■ Task to carry out
List every line in the records below that contains the word "leaf", copying each line in full.

■ Extracted records
____________

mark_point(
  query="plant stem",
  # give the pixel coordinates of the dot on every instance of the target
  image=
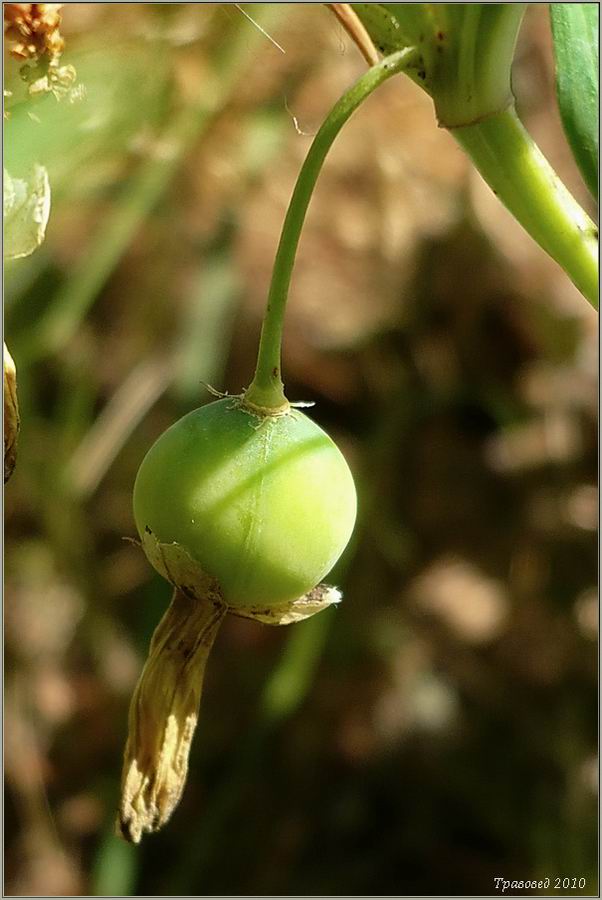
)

____________

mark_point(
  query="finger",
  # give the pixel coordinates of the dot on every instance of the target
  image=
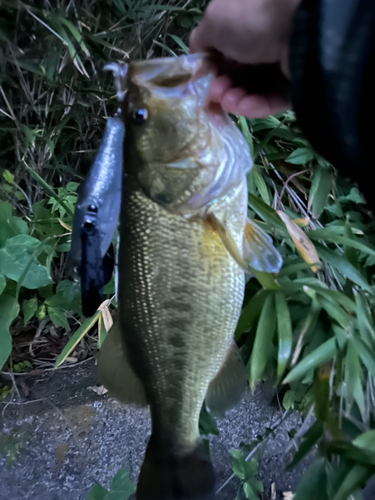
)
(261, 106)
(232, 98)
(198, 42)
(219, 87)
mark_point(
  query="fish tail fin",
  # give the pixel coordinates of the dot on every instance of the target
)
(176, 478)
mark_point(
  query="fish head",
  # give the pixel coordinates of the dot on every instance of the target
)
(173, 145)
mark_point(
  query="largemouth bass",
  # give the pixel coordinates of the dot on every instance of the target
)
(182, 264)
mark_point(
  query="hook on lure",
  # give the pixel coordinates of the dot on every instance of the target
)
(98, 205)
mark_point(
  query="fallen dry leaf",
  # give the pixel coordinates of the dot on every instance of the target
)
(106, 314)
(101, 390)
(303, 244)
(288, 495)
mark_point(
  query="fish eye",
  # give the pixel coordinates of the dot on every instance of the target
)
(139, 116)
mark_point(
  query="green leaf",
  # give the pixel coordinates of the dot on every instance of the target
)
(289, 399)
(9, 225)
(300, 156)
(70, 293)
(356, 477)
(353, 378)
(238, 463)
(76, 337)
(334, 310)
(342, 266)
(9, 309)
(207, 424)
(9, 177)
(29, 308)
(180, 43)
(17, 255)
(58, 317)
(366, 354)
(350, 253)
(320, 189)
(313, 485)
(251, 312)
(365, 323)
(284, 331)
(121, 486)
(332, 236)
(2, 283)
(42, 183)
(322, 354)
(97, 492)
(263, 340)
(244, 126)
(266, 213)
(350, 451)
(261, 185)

____________

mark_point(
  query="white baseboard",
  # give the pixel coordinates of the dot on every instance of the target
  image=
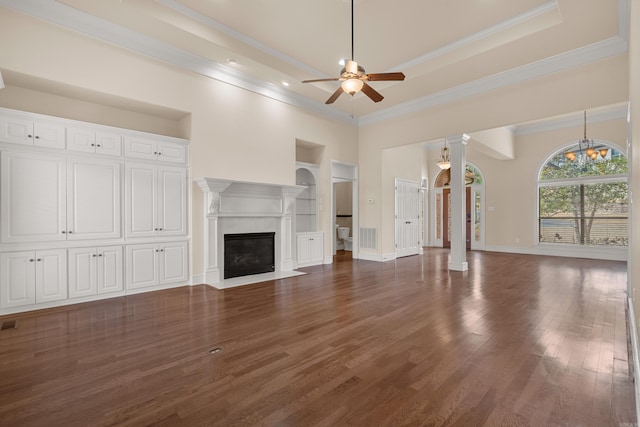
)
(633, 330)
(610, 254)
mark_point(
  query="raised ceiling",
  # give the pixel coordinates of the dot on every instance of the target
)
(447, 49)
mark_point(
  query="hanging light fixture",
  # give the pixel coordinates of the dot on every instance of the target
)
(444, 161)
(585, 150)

____________

■ The result
  query="fallen dry leaf",
  query="green leaf",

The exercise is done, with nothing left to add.